» **WORK TO COMPLETE**
Repeat exactly the lines that run from the one containing "of the green" to the end of the data, and leave out all others.
>> BEGIN PROVIDED DATA
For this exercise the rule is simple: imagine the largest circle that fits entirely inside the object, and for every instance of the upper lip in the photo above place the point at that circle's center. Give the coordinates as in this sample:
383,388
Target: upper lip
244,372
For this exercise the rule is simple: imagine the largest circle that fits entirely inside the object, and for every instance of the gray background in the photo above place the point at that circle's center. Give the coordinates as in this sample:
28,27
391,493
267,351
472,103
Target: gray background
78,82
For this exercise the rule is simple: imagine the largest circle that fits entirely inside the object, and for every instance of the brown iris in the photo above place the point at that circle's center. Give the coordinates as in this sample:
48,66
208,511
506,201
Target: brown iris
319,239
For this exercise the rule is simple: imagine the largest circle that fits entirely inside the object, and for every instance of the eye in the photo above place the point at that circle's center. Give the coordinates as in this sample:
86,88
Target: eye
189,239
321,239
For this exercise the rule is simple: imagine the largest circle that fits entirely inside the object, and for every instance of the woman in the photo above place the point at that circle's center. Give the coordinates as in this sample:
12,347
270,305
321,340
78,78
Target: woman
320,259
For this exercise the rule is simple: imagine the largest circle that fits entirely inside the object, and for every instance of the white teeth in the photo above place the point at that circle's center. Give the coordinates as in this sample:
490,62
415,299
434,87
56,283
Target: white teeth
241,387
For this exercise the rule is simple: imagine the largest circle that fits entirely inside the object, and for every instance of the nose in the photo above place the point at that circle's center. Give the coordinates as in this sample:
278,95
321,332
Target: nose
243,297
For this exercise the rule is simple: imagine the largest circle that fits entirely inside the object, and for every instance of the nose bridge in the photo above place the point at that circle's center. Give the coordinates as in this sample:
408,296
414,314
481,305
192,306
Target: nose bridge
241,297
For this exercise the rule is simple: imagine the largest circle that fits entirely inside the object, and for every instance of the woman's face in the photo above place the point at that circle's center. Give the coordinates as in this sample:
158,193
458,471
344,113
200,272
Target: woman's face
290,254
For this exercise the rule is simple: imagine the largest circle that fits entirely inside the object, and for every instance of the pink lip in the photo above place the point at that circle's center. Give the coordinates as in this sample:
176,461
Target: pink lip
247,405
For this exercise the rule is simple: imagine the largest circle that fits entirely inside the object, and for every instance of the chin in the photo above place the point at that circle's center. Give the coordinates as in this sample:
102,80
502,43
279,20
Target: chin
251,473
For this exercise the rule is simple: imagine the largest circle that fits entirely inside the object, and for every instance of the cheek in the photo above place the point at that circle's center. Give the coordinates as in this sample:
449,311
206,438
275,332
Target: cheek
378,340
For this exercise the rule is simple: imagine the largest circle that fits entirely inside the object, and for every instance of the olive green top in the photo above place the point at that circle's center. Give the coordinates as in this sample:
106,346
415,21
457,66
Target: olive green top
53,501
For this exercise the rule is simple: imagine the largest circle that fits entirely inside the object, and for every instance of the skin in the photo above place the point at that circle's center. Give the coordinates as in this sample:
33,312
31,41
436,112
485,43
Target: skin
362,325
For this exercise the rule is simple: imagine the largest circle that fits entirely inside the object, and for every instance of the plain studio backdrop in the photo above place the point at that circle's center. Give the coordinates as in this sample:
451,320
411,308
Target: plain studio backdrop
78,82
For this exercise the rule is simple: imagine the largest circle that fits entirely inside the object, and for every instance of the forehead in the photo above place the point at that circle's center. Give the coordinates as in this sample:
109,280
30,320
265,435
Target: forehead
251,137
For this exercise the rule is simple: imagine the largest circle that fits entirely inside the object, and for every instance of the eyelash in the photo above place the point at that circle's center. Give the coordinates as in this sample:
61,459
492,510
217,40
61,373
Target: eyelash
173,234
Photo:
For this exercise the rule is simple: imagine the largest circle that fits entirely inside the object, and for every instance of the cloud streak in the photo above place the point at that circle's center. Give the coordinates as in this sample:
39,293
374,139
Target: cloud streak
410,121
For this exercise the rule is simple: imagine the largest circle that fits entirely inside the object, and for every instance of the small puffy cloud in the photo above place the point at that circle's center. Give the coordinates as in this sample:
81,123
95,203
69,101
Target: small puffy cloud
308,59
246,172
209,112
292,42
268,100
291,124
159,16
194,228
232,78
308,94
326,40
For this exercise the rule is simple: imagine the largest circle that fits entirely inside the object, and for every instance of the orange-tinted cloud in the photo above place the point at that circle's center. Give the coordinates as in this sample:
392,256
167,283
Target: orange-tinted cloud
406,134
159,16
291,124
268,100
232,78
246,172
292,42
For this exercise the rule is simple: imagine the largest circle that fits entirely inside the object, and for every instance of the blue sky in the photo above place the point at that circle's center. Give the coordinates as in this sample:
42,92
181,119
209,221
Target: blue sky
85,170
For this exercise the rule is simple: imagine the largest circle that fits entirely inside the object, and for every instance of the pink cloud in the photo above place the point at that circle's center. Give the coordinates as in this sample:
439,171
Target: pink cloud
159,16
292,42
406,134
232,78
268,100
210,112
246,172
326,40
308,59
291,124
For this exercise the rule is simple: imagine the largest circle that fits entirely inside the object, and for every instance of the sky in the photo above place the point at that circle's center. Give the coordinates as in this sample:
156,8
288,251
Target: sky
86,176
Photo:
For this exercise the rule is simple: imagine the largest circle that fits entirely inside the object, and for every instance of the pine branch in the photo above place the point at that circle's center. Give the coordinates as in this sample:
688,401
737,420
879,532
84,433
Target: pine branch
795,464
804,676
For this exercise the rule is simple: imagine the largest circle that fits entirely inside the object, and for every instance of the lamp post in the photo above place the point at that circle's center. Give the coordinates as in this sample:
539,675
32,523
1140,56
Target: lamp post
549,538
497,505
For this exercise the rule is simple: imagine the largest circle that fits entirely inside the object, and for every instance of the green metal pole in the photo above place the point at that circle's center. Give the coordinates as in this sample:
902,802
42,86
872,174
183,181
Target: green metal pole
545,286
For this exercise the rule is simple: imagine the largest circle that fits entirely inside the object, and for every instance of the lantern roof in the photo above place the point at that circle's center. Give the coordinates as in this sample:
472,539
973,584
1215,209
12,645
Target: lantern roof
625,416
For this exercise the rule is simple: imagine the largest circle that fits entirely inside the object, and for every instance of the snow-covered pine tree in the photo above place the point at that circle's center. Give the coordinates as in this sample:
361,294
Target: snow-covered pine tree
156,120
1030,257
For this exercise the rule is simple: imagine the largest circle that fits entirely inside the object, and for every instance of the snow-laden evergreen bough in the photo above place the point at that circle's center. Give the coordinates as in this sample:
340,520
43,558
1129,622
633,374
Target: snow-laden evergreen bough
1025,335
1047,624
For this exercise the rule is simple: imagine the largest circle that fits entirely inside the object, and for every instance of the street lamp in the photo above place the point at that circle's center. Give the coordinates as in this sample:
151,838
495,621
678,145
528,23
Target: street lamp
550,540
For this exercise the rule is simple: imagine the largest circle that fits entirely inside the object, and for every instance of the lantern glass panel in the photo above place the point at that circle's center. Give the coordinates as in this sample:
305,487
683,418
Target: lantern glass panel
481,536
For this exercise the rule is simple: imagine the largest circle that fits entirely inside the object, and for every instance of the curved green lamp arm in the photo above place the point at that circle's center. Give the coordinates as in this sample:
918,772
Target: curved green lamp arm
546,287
>> END PROVIDED DATA
» **REPLY**
For this exercise the rule is simple: imagine the largest circle that fits entirely inside the object, and for every instance of the green metal pole in the photo above place the point at that circle's center. Give the coordinates as in this sample:
902,802
42,86
872,174
183,181
Target: green metal pole
545,286
For this exercise the rule is simple: imagine the largest circle that fits entirely inside the object, and for every instance of the lantern roof in the photo above place the point at that circle's center. Give the coordinates as in this sample:
472,539
973,584
1215,209
12,645
Target: lantern roof
625,416
For this exercise the rule is simple: imagine the largest circle that fits entirely inside the object, and for every instance of the snow-covered pine tree in the photo above place the point at that circle's center. Give the coordinates as in this sample:
361,294
Target: snow-covered pine tree
156,120
1030,257
For this exercise the rule is simple: imagine the largest circle that fits entirely inside the object, and for every instance of the snow-laden evergreen bough in the photo above place the point at that circle's center. Give the coordinates as in this sample:
340,520
43,558
1129,622
633,374
Target: snow-laden evergreen bough
1025,335
1047,624
For this exercise the rule is simple: imagine the largest circle that fits entirely inside the object, and for every instance of the street lamp in the photo above place the point at that circle's center. Give the coordinates as in this sample:
151,838
495,621
678,145
528,23
Target: street lamp
550,540
For this exercise the rule is simple: imagine the largest circle that fits entirely inside the object, and for every instance of the lantern glass panel in the photo above place the point at that circle's center. Give the coordinates as in this sample:
305,487
683,418
Target: lantern glass panel
481,536
For this exercise the rule is simple: imagine the largest circle that fits entirely inside the object, and for every instance of the curved green lamp arm in the photo above place the point at that circle's center. Give the coordinates as in this sample:
918,772
Target: curved green lamp arm
546,287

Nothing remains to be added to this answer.